TEXTE EXTRAIT ▸
Le mouvement
islamiste Hamas et le Fatah de Mahmoud Abbas fourbissent
leurs armes pour régler leurs différends. Les Territoires
palestiniens
semblent n'avoir jamais été aussi proches d'un conflit
armé interne
généralisé. C'est dans ce contexte qu'une
rencontre de réconciliation
entre Hamas et Fatah est prévue jeudi 25 mai.
"La guerre civile est une ligne jaune que
personne n'oserait franchir", a déclaré le
président de l'Autorité palestinienne, Mahmoud Abbas,
dimanche 21 mai, à l'occasion du Forum économique mondial
(WEF) sur le Moyen-Orient de Charm El-Cheikh, en Egypte, auquel il
participait. Alors que dans les Territoires palestiniens la tension qui
règne depuis plusieurs jours entre militants du Hamas et membres
du Fatah ne fait que s'exacerber, les déclarations du
président palestinien font la une de la presse palestinienne.
Laquelle relève qu'"une rencontre entre factions
palestiniennes aura lieu jeudi 25 mai sous les auspices du
président Abbas pour mettre fin aux affrontements meurtriers
à Gaza et protéger les intérêts du peuple
palestinien", relate Al-Hayat
Al-Jadida. Toutefois, ni le lieu de cette réunion, ni ses
participants ne sont encore connus, et la bande de Gaza a
été le théâtre durant le week-end de deux
attaques contre des hauts responsables du Fatah et des services de
sécurité, lesquels relèvent directement du
président et non pas du Premier ministre, rappelle le journal
palestinien.
Ainsi, le chef des
renseignements palestiniens, Tarek Abou Rajab, un proche de Abbas, a
été grièvement blessé samedi 20 mai par
l'explosion d'une bombe dans un ascenseur et transféré
dans un hôpital israélien. Le lendemain, Rachid Abou
Chabak, chargé par Abbas d'assurer le commandement collectif de
plusieurs services de sécurité, a échappé
à un attentat à la bombe. Dans les deux cas, les services
de sécurité ont accusé ouvertement le Hamas
d'avoir organisé ces "tentatives d'assassinat" alors que le
gouvernement dirigé par le Hamas promettait une enquête
diligente.

MATÉRIEL D'EXERCICE ▸
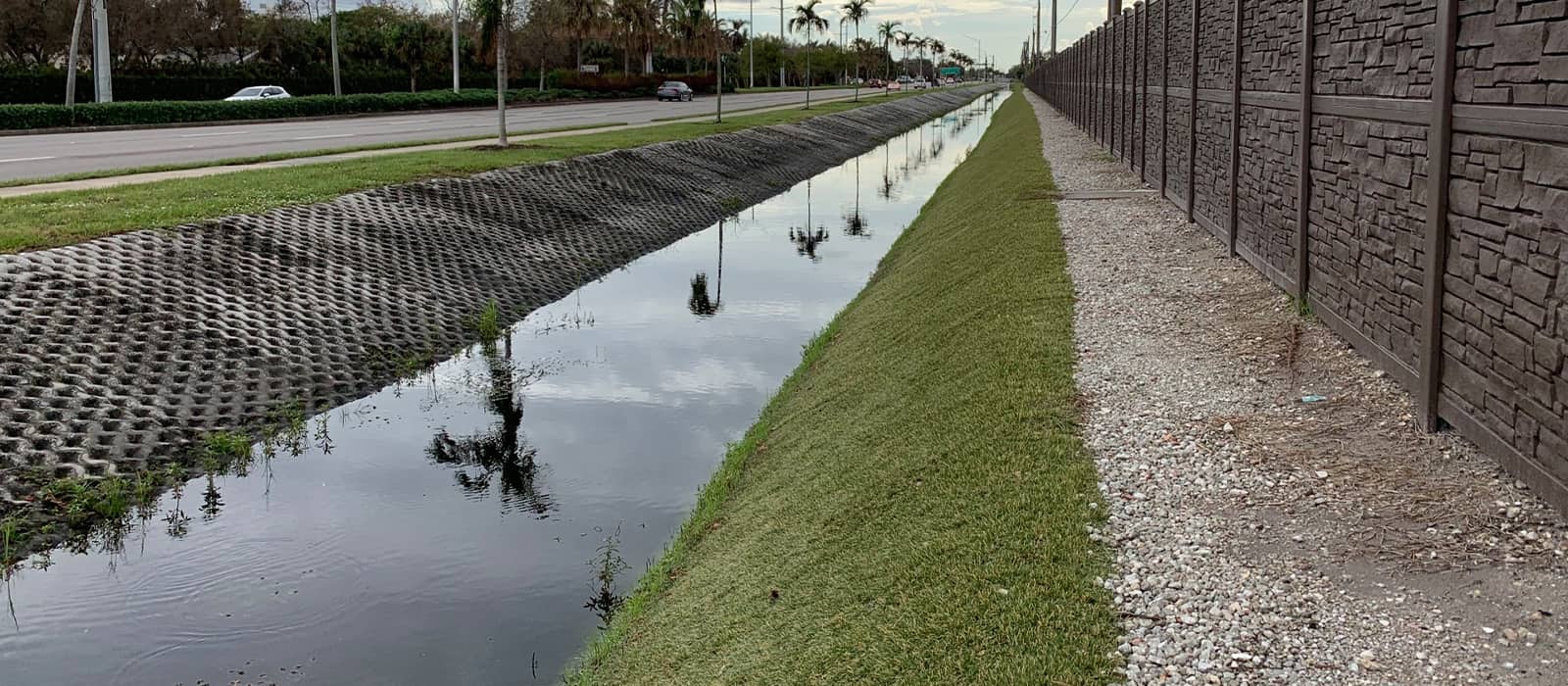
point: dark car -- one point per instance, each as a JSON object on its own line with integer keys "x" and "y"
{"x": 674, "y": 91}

* * *

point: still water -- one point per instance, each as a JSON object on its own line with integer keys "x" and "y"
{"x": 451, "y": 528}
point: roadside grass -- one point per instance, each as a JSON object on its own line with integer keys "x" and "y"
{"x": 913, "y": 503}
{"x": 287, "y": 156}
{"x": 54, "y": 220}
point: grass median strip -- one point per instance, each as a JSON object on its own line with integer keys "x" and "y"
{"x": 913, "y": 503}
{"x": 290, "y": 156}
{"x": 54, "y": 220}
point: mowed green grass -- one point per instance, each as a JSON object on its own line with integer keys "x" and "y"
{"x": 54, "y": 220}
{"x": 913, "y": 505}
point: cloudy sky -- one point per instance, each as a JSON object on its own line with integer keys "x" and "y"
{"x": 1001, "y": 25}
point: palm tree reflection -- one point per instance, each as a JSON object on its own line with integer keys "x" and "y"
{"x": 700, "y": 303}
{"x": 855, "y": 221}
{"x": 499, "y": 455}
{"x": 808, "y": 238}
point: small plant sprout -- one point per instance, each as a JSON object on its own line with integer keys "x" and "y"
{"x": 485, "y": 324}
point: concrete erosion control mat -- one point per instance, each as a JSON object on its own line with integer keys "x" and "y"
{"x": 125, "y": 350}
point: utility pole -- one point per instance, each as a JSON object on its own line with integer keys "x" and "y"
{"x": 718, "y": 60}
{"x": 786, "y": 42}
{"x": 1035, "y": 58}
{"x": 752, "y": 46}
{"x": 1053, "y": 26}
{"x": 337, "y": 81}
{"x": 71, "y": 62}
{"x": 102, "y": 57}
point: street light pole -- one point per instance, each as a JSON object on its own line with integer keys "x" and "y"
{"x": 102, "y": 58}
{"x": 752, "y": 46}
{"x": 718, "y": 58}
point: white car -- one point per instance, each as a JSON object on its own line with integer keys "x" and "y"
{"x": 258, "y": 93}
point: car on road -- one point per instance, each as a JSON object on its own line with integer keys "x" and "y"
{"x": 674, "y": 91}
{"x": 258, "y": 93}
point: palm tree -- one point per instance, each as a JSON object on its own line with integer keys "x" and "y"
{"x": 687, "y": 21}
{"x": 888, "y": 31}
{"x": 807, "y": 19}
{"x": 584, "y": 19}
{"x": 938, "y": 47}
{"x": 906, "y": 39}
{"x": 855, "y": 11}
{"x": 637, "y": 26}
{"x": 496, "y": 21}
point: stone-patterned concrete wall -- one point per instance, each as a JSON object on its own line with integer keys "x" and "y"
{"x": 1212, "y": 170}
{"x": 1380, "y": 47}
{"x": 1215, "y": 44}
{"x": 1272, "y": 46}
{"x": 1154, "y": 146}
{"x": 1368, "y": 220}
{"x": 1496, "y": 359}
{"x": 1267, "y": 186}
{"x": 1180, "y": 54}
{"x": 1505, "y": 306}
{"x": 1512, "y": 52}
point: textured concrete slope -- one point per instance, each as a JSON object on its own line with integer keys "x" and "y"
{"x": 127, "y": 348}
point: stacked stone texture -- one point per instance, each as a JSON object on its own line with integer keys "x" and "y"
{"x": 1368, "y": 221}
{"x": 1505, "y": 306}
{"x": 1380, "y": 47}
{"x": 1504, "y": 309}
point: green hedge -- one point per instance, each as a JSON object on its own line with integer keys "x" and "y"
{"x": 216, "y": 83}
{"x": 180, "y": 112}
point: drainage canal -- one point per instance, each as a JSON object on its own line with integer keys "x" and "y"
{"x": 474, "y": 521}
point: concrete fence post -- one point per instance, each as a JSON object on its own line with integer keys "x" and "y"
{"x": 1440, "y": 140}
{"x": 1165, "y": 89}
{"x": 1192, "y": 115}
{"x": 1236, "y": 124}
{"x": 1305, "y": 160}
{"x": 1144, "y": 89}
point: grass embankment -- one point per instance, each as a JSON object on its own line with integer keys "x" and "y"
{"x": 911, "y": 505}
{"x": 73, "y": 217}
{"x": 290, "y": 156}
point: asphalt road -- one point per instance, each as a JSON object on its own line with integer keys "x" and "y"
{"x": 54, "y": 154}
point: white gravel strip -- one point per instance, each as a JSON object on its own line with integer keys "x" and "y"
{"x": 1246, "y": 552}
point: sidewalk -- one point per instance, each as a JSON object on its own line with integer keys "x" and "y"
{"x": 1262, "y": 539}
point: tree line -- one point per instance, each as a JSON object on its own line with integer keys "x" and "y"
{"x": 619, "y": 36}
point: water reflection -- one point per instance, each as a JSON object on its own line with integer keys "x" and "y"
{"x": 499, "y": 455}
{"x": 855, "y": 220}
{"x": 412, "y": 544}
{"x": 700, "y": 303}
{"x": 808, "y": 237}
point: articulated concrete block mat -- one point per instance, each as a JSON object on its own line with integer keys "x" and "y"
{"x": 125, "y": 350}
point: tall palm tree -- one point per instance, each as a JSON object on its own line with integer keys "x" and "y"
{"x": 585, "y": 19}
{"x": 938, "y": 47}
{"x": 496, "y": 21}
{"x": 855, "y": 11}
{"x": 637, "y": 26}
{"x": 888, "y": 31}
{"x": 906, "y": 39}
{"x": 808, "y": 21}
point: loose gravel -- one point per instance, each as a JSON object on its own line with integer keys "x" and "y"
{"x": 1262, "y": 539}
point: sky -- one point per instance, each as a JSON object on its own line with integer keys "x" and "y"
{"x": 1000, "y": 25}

==

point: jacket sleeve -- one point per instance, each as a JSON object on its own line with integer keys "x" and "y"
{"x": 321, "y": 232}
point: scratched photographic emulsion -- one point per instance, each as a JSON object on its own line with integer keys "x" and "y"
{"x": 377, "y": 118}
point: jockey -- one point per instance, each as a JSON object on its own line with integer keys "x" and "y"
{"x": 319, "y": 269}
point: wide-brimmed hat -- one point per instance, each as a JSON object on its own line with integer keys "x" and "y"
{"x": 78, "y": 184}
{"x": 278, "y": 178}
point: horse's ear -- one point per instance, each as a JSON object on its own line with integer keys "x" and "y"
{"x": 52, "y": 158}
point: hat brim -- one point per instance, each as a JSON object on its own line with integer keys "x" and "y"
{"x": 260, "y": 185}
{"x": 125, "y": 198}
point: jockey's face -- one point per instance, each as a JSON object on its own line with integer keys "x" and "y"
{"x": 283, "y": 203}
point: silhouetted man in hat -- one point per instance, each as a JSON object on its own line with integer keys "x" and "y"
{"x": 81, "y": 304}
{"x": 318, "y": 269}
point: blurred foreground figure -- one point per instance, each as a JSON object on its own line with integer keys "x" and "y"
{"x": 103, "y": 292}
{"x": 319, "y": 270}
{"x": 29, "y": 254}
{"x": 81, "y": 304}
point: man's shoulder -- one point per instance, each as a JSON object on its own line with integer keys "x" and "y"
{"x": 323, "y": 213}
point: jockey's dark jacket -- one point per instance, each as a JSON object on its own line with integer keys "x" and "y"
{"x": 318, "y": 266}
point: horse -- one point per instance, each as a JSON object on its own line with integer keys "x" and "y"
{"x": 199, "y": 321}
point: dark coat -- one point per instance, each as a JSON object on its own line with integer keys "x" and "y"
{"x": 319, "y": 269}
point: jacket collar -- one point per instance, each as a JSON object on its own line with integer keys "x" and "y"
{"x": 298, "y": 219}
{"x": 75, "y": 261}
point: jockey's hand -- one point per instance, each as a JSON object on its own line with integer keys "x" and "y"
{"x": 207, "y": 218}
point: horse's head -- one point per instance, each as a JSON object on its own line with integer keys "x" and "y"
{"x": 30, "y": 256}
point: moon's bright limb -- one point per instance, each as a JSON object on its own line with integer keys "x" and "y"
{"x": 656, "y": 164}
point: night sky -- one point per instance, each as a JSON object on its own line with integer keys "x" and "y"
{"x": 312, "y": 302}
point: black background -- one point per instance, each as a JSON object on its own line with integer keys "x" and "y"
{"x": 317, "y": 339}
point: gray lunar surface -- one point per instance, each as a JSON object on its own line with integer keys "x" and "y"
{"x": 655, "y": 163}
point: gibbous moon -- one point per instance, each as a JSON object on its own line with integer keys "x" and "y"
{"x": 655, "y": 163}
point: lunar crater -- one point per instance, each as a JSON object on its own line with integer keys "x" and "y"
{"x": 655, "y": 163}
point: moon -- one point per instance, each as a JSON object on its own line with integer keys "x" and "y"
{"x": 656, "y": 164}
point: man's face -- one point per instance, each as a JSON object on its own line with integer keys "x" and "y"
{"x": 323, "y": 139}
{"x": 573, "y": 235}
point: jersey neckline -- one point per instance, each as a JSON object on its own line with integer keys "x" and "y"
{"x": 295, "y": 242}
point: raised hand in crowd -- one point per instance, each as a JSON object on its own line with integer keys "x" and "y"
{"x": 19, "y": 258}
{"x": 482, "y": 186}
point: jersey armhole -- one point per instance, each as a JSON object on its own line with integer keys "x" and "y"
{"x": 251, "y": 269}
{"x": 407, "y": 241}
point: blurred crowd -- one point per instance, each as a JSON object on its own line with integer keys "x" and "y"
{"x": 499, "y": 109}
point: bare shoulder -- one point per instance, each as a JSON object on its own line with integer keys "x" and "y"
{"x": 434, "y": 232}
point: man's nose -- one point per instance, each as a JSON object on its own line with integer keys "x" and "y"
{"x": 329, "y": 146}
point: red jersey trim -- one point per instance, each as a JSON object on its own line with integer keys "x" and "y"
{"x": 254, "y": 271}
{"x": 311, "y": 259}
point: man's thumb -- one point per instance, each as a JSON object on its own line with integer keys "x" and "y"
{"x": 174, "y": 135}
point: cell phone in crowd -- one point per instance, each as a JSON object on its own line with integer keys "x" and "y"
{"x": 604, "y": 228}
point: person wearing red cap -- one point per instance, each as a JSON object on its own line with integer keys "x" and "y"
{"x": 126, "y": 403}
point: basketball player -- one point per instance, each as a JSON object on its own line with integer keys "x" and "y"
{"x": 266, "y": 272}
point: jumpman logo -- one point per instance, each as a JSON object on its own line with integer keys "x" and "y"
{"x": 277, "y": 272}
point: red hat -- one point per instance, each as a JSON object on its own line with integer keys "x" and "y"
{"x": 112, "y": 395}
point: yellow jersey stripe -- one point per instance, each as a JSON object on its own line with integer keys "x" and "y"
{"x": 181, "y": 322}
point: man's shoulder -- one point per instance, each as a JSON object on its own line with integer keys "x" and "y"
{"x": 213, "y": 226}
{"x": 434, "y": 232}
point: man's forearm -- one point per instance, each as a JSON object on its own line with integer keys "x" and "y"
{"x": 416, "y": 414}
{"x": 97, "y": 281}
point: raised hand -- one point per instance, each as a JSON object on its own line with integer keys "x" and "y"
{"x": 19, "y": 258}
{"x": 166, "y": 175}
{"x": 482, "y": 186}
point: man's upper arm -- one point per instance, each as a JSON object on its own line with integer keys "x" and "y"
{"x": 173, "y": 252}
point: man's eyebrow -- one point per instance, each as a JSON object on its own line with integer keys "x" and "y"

TRAVAIL DEMANDÉ ▸
A – Citez, dans l'article sur le Hamas et le Fatah, tout ce qui va de « Le mouvement » jusqu'à « jeudi 25 mai. ».
B – Comptez les lignes des enregistrements où figure la chaîne « gravel », et donnez uniquement ce nombre.

LES RÉSULTATS ▸
A –
Le mouvement
islamiste Hamas et le Fatah de Mahmoud Abbas fourbissent
leurs armes pour régler leurs différends. Les Territoires
palestiniens
semblent n'avoir jamais été aussi proches d'un conflit
armé interne
généralisé. C'est dans ce contexte qu'une
rencontre de réconciliation
entre Hamas et Fatah est prévue jeudi 25 mai.

B – 2